Start of Input

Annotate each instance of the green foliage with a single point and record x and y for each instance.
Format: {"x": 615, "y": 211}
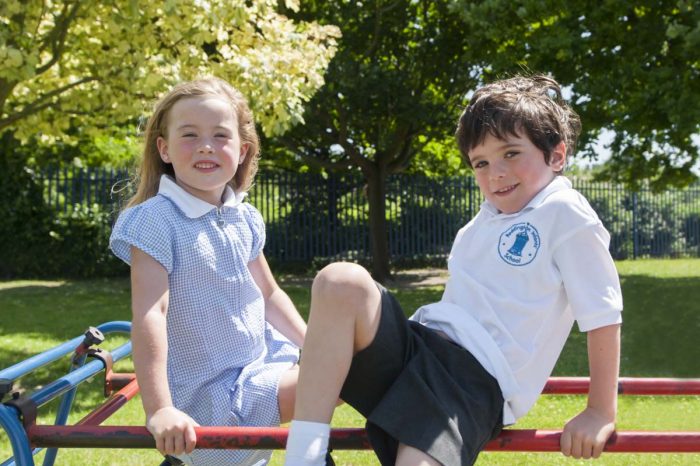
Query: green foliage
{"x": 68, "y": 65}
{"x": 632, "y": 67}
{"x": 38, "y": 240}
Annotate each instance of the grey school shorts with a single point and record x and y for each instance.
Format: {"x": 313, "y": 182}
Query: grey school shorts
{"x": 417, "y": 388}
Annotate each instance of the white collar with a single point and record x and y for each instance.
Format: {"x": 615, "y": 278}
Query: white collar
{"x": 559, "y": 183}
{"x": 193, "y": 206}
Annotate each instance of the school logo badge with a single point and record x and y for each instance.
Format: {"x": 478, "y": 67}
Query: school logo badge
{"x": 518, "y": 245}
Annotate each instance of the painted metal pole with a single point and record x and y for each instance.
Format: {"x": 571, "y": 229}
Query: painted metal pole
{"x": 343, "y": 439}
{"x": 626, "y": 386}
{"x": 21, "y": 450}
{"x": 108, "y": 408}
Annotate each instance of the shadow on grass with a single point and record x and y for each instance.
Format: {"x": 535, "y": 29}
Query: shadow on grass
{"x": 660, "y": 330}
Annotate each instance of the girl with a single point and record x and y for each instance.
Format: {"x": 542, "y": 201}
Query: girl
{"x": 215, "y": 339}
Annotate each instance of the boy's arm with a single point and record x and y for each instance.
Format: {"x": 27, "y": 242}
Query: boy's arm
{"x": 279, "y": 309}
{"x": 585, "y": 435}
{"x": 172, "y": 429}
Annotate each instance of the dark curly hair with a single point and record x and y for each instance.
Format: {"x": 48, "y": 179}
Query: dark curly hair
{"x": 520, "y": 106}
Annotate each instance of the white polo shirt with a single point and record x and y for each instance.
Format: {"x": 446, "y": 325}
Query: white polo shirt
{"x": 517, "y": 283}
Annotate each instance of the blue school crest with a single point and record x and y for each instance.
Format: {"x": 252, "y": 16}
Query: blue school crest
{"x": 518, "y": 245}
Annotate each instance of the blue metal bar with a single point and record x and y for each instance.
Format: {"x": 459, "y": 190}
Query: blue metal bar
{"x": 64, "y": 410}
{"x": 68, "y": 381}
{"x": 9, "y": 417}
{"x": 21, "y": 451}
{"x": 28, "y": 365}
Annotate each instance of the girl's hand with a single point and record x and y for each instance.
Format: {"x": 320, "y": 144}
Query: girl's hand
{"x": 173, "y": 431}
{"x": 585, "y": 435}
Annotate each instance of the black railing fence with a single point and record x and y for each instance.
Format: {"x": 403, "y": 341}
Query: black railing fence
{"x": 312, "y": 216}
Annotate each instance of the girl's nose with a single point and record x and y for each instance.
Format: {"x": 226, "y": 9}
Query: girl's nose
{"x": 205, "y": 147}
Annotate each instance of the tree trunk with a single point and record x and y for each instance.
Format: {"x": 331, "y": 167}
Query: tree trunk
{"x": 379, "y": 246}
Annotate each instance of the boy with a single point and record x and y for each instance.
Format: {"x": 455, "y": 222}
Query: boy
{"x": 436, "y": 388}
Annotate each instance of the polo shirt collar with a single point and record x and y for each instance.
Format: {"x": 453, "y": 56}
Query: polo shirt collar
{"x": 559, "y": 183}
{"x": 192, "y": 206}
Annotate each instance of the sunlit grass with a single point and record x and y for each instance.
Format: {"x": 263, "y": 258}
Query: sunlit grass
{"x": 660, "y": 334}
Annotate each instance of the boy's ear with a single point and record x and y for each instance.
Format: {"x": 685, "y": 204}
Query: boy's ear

End of Input

### Stated goal
Write out the whole listing again, exactly, with no pictures.

### Worked answer
Annotate each instance of the green foliage with a single point and record x and y for each instance.
Format: {"x": 615, "y": 211}
Query: green foliage
{"x": 68, "y": 65}
{"x": 632, "y": 67}
{"x": 38, "y": 240}
Annotate each instance of the grey school shorts with a single point and record x and y for each instance.
Format: {"x": 313, "y": 182}
Query: grey school shorts
{"x": 417, "y": 388}
Annotate each instance of the white collar with a single point and record x and y for each instance.
Format: {"x": 615, "y": 278}
Query: white collar
{"x": 559, "y": 183}
{"x": 193, "y": 206}
Annotate each instance of the school logo badge with a single point and record x and y for each instance.
Format: {"x": 478, "y": 67}
Query: school logo badge
{"x": 518, "y": 245}
Annotate each instance of the painted metal pole with a single point and record x and y for each instance.
Format: {"x": 571, "y": 229}
Query: painted metal pole
{"x": 343, "y": 439}
{"x": 626, "y": 386}
{"x": 21, "y": 450}
{"x": 108, "y": 408}
Annotate each instance of the shadow on grass with a single point and record x and y for each instance.
Format: {"x": 535, "y": 29}
Query: shadow on grass
{"x": 660, "y": 330}
Annotate each instance of the girl with a single point and record x and y for each instance.
Format: {"x": 542, "y": 201}
Query: girl
{"x": 215, "y": 339}
Annotate each instance of the boy's arm with a single point and record x and y for each instance.
Format: {"x": 27, "y": 242}
Query: boy's arm
{"x": 279, "y": 309}
{"x": 585, "y": 435}
{"x": 172, "y": 429}
Annotate each instance of the dark curly hair with a single point and record x and y for each instance.
Format: {"x": 48, "y": 179}
Query: dark curly hair
{"x": 520, "y": 106}
Annotate each instance of the white polo shirt with a single point and record x and y for each instance.
Format: {"x": 446, "y": 325}
Query: white polo shirt
{"x": 517, "y": 283}
Annotate each instance of the blue school crest with a single point and record x and y for each instance.
Format: {"x": 252, "y": 16}
Query: blue school crest
{"x": 518, "y": 245}
Annotate each instance of the blue metal bar with a single point and record x and y for each instance.
Format: {"x": 459, "y": 190}
Query: blue metal bar
{"x": 64, "y": 410}
{"x": 68, "y": 381}
{"x": 9, "y": 417}
{"x": 21, "y": 451}
{"x": 28, "y": 365}
Annotate each instance of the girl's hand with a single point and record x and y for each instance.
Format: {"x": 320, "y": 144}
Query: girl's hand
{"x": 173, "y": 431}
{"x": 585, "y": 435}
Annotate each instance of the black railing fence with a single point and record x and y for each instance.
Format: {"x": 403, "y": 341}
Query: black railing fence
{"x": 312, "y": 216}
Annotate each instance of the girl's nose with a single point and record x and y for each instance.
Format: {"x": 226, "y": 9}
Query: girl's nose
{"x": 205, "y": 147}
Annotate each instance of the tree trunk with a single point and record x and y for each instance.
Format: {"x": 331, "y": 167}
Query: tree trunk
{"x": 379, "y": 246}
Annotate each instance of the boy with a single point and record x and y for each instance.
Format: {"x": 455, "y": 222}
Query: boy
{"x": 436, "y": 388}
Annotate each instance of the polo shirt collar with a single point and record x and y for each instance.
Format: {"x": 453, "y": 56}
Query: polo shirt collar
{"x": 559, "y": 183}
{"x": 192, "y": 206}
Annotate each instance of the sunlit grass with a single point and record x and y for each instance.
Format: {"x": 263, "y": 258}
Query: sunlit grass
{"x": 660, "y": 334}
Annotate each instance of the boy's ear with a single point and record x and y for each instance.
Format: {"x": 685, "y": 204}
Query: boy's ear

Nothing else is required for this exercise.